Required work
Write out the stretch of the date autoformatting discussion below from "Still, I did" through "October 2008 (UTC)", word for word.

Passage provided
##########

I've also edited WP:CONTEXT and the parent article a bit to make this new rule clearer. Teemu Leisti ( talk) 12:43, 25 August 2008 (UTC)
The brusque treatment of Anderson, Dispenser, and Daytrivia below lead me to think I won't fare any better, but all the same, some thoughts.
I appreciate WP:DEMOCRACY (love the irony there) and how frustrating it can be having to repeat your arguments across several pages or against people simply in the wrong; more importantly, it seems clear Tony is far more passionate about pushing through this policy change than I am about the minor benefits the links provide.
Still, I did want to add these thoughts (if there's still a vote or discussion somewhere, I'm a no to these changes as currently explained) and suggest that he be more accurate both about the real problems (some extra server space and slightly faster processing is about the size of it; the autoformatting problems are simply autoformatting problems that could be far more efficiently solved by ... removing date autoformatting) and the real reasons for opposition (above and below). Not doing so is part and parcel of the WP:Civility problems on this page and elsewhere and risk causing people to become more petulant or even militant in their opposition, when I'm sure that's not what he intends. - LlywelynII ( talk) 22:15, 2 October 2008 (UTC)
I have added a section about autoformatting being unsafe for non-Gregorian dates. I am not a calendar expert but I think I have enough knowledge to make the point that autoformatting can make a Julian date look like a Gregorian date. Lightmouse ( talk) 18:01, 25 August 2008 (UTC)
In what way does a Julian date look different from a Gregorian one? Abtract ( talk) 20:12, 25 August 2008 (UTC)
Abstract, if you mean, you read a date in a document and you're not sure if it's Julian or Gregorian, what about the format would clue you in, the answer is "usually you can't tell". If it is known that the document uses the ISO-8601 format, and the author knows what s/he is doing, then dates like 1582-02-10 would be Gregorian. If the date looks like 10 February 1582, you usually can't tell. You can tell for a few dates, such as 29 February 1700, because the Gregorian calendar didn't have a leap year but the Julian calendar did, so it must be Julian. -- Gerry Ashton ( talk) 18:19, 27 August 2008 (UTC)

##########

Provided information
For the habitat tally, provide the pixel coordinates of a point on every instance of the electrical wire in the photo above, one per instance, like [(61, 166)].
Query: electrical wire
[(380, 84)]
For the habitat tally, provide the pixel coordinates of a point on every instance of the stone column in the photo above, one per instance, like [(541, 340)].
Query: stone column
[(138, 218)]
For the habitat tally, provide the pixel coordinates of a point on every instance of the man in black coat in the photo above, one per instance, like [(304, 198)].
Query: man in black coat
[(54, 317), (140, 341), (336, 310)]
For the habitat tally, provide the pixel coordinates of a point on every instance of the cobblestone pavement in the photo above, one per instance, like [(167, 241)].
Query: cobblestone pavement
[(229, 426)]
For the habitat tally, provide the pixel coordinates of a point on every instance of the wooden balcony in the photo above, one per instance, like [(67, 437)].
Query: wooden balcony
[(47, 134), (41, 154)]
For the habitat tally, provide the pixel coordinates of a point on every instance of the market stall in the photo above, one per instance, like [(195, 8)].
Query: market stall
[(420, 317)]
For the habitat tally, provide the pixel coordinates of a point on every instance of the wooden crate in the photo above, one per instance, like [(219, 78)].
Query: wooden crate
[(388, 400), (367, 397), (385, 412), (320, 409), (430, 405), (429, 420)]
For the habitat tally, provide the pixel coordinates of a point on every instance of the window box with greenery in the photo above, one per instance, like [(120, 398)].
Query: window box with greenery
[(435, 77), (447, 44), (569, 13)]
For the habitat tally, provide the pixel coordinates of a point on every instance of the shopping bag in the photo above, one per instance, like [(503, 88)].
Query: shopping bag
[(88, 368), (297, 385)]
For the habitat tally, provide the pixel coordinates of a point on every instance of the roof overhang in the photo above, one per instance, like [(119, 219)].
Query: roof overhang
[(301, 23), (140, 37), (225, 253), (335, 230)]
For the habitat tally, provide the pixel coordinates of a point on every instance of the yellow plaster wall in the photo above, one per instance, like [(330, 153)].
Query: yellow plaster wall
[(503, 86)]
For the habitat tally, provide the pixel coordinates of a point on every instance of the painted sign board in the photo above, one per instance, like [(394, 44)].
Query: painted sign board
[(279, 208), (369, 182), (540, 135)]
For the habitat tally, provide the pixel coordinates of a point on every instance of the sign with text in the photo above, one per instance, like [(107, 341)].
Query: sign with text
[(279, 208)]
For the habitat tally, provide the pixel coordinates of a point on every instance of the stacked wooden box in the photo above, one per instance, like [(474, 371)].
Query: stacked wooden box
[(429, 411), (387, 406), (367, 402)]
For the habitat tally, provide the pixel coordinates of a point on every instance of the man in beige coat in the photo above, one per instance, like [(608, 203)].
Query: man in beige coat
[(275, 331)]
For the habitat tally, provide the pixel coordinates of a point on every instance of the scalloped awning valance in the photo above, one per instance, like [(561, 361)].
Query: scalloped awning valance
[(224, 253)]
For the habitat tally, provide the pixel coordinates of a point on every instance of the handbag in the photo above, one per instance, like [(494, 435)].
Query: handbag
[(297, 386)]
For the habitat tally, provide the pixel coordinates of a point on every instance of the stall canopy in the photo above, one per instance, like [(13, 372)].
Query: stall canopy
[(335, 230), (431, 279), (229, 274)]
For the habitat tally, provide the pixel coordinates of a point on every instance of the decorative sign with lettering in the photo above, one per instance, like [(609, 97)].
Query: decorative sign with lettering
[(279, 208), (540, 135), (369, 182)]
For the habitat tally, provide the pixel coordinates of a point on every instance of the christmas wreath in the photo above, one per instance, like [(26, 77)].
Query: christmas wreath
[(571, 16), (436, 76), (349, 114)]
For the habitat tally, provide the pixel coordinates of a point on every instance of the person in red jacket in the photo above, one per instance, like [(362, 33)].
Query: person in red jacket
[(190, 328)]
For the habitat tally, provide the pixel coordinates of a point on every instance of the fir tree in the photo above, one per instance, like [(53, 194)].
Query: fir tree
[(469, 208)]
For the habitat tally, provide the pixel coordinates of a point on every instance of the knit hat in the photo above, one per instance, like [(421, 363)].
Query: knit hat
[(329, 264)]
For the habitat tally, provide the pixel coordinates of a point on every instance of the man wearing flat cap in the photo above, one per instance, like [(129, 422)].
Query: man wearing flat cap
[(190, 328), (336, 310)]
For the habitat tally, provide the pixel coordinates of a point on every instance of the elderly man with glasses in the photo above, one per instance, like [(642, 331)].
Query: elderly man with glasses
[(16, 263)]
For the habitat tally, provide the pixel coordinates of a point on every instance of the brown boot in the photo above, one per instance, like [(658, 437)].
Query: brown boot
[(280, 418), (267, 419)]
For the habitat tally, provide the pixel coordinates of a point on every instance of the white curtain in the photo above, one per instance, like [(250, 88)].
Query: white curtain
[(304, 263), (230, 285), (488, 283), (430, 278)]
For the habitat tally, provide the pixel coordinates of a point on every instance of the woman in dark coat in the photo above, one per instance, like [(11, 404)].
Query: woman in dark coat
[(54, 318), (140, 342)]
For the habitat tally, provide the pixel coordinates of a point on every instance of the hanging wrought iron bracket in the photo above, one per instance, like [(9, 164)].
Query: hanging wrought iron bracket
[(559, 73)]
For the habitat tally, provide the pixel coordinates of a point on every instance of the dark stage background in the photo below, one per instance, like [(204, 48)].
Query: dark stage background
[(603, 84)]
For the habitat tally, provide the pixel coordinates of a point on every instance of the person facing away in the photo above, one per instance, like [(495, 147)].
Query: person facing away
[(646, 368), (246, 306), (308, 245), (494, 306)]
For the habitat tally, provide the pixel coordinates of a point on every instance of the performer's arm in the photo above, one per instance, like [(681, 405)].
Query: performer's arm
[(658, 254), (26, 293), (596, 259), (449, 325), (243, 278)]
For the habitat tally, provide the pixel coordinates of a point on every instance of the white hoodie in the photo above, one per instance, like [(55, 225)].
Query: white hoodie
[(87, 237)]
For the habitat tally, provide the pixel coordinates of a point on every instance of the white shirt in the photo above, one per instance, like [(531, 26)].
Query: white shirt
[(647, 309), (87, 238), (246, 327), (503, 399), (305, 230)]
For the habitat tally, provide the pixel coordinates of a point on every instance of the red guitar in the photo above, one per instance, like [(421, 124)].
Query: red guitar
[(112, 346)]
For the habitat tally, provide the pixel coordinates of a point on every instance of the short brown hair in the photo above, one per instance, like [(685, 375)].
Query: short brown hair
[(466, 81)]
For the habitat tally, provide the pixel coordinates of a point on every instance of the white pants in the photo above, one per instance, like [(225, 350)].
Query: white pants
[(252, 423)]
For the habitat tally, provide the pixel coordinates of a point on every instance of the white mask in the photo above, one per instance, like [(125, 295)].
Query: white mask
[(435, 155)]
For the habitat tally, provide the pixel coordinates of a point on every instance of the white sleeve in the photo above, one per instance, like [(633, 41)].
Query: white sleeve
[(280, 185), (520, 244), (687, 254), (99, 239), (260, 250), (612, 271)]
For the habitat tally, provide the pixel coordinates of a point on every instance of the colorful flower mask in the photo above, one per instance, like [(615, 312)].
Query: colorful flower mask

##########

Exercise response
Still, I did want to add these thoughts (if there's still a vote or discussion somewhere, I'm a no to these changes as currently explained) and suggest that he be more accurate both about the real problems (some extra server space and slightly faster processing is about the size of it; the autoformatting problems are simply autoformatting problems that could be far more efficiently solved by ... removing date autoformatting) and the real reasons for opposition (above and below). Not doing so is part and parcel of the WP:Civility problems on this page and elsewhere and risk causing people to become more petulant or even militant in their opposition, when I'm sure that's not what he intends. - LlywelynII ( talk) 22:15, 2 October 2008 (UTC)